*Zu bearbeitende Aufgabe*.
Gib bitte jede Zeile des folgenden Materials zurück, in der das Wort „Target“ vorkommt.

*Bereitgestelltes Material*.
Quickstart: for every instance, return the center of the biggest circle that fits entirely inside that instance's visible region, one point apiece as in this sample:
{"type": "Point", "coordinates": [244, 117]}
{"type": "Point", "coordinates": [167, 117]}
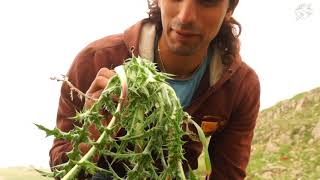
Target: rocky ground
{"type": "Point", "coordinates": [286, 144]}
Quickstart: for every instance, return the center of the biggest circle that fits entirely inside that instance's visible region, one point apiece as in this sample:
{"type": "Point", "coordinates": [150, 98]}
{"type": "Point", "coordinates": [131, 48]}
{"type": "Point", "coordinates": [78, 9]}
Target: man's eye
{"type": "Point", "coordinates": [209, 2]}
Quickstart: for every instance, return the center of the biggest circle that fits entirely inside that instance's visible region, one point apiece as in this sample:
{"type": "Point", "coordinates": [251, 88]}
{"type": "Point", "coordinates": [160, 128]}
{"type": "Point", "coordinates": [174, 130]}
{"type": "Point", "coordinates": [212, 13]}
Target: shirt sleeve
{"type": "Point", "coordinates": [230, 148]}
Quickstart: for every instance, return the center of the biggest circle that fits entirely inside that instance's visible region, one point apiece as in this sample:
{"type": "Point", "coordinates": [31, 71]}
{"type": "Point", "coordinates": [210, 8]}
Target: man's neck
{"type": "Point", "coordinates": [180, 66]}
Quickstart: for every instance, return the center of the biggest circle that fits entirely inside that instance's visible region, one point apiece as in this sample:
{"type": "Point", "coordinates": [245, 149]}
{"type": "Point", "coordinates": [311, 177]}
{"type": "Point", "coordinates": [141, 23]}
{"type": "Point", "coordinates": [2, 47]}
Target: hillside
{"type": "Point", "coordinates": [20, 173]}
{"type": "Point", "coordinates": [286, 143]}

*Die Lösung*.
Target: rocky ground
Target: man's eye
Target: shirt sleeve
Target: man's neck
Target: hillside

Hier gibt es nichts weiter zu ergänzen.